## LISTED RECORDS

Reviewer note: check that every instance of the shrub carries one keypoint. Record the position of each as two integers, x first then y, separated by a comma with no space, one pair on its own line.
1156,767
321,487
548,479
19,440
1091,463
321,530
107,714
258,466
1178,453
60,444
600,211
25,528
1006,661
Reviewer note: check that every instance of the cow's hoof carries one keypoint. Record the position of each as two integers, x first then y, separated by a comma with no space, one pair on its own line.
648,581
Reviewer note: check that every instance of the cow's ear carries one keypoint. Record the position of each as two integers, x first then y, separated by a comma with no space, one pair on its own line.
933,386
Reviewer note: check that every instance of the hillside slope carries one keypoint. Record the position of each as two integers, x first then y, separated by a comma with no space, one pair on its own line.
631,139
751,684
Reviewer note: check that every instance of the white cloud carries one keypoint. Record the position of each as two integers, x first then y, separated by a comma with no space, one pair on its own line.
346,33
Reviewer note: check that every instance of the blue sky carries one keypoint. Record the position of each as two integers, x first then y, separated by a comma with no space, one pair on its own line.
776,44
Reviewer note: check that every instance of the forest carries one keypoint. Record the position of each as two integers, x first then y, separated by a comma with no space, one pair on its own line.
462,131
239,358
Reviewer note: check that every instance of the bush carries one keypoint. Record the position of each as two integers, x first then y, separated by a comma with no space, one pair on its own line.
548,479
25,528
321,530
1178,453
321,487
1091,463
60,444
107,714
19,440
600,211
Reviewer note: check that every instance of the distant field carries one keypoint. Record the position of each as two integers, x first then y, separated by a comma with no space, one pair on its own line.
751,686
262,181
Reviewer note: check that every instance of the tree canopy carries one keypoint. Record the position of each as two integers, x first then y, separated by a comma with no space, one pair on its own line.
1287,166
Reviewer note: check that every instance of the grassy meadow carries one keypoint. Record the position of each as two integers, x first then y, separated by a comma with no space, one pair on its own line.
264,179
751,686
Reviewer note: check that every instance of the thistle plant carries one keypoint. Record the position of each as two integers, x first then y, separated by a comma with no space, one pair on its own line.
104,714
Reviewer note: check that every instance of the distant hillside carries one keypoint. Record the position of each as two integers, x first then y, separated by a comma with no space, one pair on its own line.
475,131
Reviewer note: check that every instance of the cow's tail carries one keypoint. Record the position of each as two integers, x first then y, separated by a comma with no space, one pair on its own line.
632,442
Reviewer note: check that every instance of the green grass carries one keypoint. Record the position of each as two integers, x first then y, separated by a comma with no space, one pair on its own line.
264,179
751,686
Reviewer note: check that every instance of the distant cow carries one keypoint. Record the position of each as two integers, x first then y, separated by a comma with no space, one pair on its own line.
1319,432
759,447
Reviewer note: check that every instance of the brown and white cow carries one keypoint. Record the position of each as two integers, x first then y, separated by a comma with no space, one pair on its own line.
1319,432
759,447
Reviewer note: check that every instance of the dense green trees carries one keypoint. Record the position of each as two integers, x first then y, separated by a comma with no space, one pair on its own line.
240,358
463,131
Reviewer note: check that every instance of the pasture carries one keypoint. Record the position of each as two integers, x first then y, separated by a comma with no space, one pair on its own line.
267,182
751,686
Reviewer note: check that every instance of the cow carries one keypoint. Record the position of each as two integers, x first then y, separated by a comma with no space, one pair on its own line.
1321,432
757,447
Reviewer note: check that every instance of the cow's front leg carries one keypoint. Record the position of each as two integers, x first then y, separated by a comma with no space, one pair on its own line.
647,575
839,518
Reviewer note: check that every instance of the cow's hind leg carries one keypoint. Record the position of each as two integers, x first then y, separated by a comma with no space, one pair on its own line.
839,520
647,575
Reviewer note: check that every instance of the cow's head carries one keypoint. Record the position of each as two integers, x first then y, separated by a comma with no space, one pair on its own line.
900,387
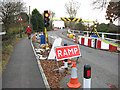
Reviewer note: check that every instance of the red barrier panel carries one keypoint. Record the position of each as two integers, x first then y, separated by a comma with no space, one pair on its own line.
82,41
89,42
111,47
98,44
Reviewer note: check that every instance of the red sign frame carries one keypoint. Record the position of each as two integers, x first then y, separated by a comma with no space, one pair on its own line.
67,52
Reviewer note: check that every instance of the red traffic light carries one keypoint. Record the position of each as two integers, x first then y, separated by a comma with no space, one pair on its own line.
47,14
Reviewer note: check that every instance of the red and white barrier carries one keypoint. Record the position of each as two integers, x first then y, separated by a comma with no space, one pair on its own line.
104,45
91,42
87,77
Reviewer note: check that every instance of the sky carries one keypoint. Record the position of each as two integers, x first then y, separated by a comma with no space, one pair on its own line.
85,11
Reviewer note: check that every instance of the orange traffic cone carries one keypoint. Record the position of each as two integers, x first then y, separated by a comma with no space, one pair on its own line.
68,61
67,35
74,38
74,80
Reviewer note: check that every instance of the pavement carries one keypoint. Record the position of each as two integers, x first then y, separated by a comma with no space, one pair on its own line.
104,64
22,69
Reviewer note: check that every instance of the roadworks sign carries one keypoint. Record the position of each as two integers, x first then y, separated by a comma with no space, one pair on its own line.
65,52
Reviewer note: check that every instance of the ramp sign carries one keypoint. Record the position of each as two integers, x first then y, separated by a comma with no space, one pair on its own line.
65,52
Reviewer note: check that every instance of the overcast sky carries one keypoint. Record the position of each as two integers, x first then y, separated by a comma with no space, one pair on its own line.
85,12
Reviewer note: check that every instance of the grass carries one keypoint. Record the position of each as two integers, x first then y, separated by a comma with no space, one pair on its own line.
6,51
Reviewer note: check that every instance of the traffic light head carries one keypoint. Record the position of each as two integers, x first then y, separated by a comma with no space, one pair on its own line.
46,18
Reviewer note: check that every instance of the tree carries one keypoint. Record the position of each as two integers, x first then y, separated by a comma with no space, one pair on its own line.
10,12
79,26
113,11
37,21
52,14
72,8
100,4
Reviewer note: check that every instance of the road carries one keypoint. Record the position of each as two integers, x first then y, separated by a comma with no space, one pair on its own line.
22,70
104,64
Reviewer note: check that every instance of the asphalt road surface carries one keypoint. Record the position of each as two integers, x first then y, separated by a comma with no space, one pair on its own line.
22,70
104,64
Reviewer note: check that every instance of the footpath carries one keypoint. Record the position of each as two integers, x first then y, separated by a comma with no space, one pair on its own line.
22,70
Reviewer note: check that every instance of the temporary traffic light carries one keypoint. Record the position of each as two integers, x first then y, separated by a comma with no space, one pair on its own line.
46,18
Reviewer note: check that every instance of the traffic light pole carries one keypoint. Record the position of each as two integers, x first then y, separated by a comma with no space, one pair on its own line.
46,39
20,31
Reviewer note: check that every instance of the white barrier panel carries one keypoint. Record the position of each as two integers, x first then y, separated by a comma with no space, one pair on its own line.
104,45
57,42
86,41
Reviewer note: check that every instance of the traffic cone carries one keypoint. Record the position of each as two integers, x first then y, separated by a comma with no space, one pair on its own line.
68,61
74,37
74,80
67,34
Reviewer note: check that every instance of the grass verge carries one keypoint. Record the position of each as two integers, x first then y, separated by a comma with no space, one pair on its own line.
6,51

## ABOUT THIS EXERCISE
Write the material out again word for word and omit any images.

## EXERCISE RESULT
Reviewer note: check that every instance of the shrub carries one keypoint. Record the position of each as two integers, x first then y, separated by a comma with no space, one pair on its own line.
1156,767
321,487
548,479
19,440
1091,463
321,530
107,714
258,466
1178,453
60,444
600,211
25,528
1006,661
Reviewer note: check that every instance of the cow's hoof carries one keypoint. Record the position of each as two integers, x first then y, separated by a comma with no space, one pair on its own line.
648,581
Reviewer note: check that every instance of the cow's ear carries one keypoint. Record the position of each as two integers, x first then y, separated by a comma with no space, one pair on its own line.
933,386
Reviewer note: check that every instance of the hillside slope carries one keypoint. Record the position of each as two integers, x first then y, separated by a comma with no space, one pair on its own line.
631,139
751,684
Reviewer note: check that every instance of the white cloud carries one keypoint. Record the position of each as two integers, x first then y, separated by a comma with no space, one pair on its own line.
346,33
Reviewer note: check that every instance of the blue sky carries one keypoint. Record the position of each as two integers, x first then y, separated by a comma with no space, one pair on its own line.
776,44
Reviewer note: check that every instance of the forest carries one keypoint. Record the position of each as two integers, x first then y, separated by a comma with no space, one pair on its own line.
462,131
239,358
Reviewer note: check that every instance of the bush carries one keypoint. Record the position of each as two integers, x first then y, separated by a comma with no space, one pair on its own line.
548,479
25,528
321,530
1178,453
321,487
1091,463
60,444
107,714
19,440
600,211
Reviewer note: check that every instance of the distant field carries one keypoint. Record the position of each as two integers, x first then y, separated by a comma with no space, one pair on its own line.
751,686
262,181
Reviewer note: check that every instance of the tree canopy carries one keypoint. Record the position of each as two integers, x first then y, separated by a comma with no space, one pair on its own line.
1287,166
Reviewer note: check that every instance of the grassy meadow carries one keypoint. Record the position of each as two integers, x first then y, separated by a comma with no space, one pair on its own line.
264,179
751,686
Reviewer note: check that every instance of the thistle plant carries one keypoint. Record the position of each as two integers, x first then y, separated by a comma with no space, one pair on its own line.
104,714
Reviewer note: check that every instance of the distant hillside carries one keypoint. Record the position of each as two integers, x first then y, separated by a comma with no space, one pair on its own line.
475,131
Reviewer note: check that every instance of the cow's tail carries one keypoint. Record the position of each as two integers, x first then y, separated by a comma with no space, one pair on its own line.
632,442
Reviewer note: check that every instance of the green grass carries one keypoint. Record the position of each as two integers, x first then y, separated by a comma with no space, one pair on its own line.
264,179
751,686
Reviewer note: check that every instance of the distant cow carries one keypoint. Record the position of each as two integers, x first then y, separated by a comma with no space, one pair on its own line.
1319,432
759,447
Reviewer note: check that every instance of the brown and white cow carries one keypoint. Record the position of each as two integers, x first then y, separated by a comma with no space, one pair on its own line.
1319,432
759,447
Reviewer note: check that every instance of the dense green trees carries one keypoint. Record the position of each as two integers, x first then y, separated by a comma with no space, one pair on its own line.
240,358
463,131
Reviewer note: check that every instance of the pasture carries one keypoint. Record the position of each as two integers, x first then y, separated by a comma with no space, one pair on its own line.
267,182
751,686
Reviewer note: check that every instance of the cow carries one keypoint. Record the position of each as two integers, x first then y, separated by a comma with no space, one pair on its own line.
1321,432
757,447
Reviewer note: check that every instance of the cow's front leg carries one keypoint. Record the position of each as two integers, x first then y, separated by a comma with no space, one pair on its own line.
647,575
839,518
Reviewer note: check that every instance of the cow's hind leg carries one keypoint. Record the position of each as two integers, x first then y, separated by a comma with no space, one pair on its own line.
839,520
647,575
Reviewer note: check that every instance of the cow's head carries one keypoint. Record the position of each as two integers, x first then y, separated by a comma with no space, one pair on its own line.
900,387
Reviewer note: check that every instance of the red barrier panel carries one keypoint. Record the position of each as two integers, x first then y, separated by a comma with no space, one pair on its own line.
82,41
89,42
111,47
98,44
Reviewer note: check that every instance of the red sign frame carries one keypoint. Record the position of each as two integers, x first then y, separated by a comma with no space, one pair on its own line.
67,52
Reviewer note: check that every instance of the red traffic light carries one keypoint. Record the position of each as two integers, x first then y, separated by a comma with no space, one pair on its own line.
47,14
Reviewer note: check that every instance of the red and white barrier carries one keypoint. Record the position of each as two integers, x first then y, separated by a comma with no space, one pair on its own line.
104,45
91,42
87,77
Reviewer note: check that every instance of the sky carries one keypoint. Record the position of each as two integers, x first then y, separated by a comma with no space, one pair on its own line.
85,11
Reviewer note: check that every instance of the orange traffic cone carries one keypoint. Record the position of each as two integers, x first then y, separated by a comma with no space, one pair on its own line.
68,61
67,35
74,38
74,80
Reviewer note: check that every instance of the pavement carries one keypoint. Record the position of each as two integers, x first then y, separated by a comma with no space, one pair on its own line.
104,64
22,69
Reviewer note: check that every instance of the roadworks sign carries one keypoint. Record the position of each as two integers, x first then y, separated by a comma with no space, one pair on its own line.
65,52
Reviewer note: check that every instance of the ramp sign carries one keypoint. Record the position of each as two integers, x first then y, separated by a comma with no space, one pair on its own line.
65,52
Reviewer note: check that every instance of the overcast sky carries one keypoint. Record the position of each as two integers, x first then y, separated by a comma with no space, one pair on its own line.
85,12
Reviewer note: check that every instance of the grass carries one keypoint. Record the position of each as two integers, x first then y, separated by a comma with no space, one pair on its own line.
6,51
Reviewer note: check that every instance of the traffic light head carries one keypoint. Record the position of each as two integers, x first then y, separated by a comma with no space, one pair on its own line.
46,18
Reviewer note: check that every instance of the tree carries one keypoint. Record the position of each as two integers, x first then y, separated by a comma with no space, one pair on its own line.
10,12
79,26
113,11
37,21
52,14
72,8
100,4
Reviewer note: check that every instance of the road carries one keypoint. Record the position of each as two integers, x first then y, separated by a comma with no space, one pair on its own line.
22,70
104,64
Reviewer note: check that every instance of the asphalt road surface carries one keypoint. Record the position of each as two integers, x first then y, separated by a comma with no space, one pair on its own line.
22,70
104,64
Reviewer note: check that every instance of the footpath carries one keypoint. Record the position of each as two integers, x first then y, separated by a comma with no space, one pair on its own line.
22,70
Reviewer note: check that every instance of the temporary traffic light carries one keypoint. Record the position of each as two integers, x first then y, separated by a comma with no space, one pair on its own line.
46,18
Reviewer note: check that every instance of the traffic light pole carries one keypoint. Record the position of each as two integers, x first then y, separated by a comma with no space, one pair on its own line.
46,39
20,31
Reviewer note: check that every instance of the white barrier panel carries one keypoint. Record the position of each as two integers, x first then y, separated by a comma with no space, one pair on its own line.
104,45
57,42
86,41
Reviewer note: check that every instance of the traffic cone carries one keypoint. Record the position of each as two integers, x first then y, separated by a comma with no space, one pair on its own line.
68,61
74,37
74,80
67,34
Reviewer note: check that every instance of the grass verge carries one keypoint. Record the position of each as two integers, x first then y, separated by a comma with no space, one pair on its own line.
6,51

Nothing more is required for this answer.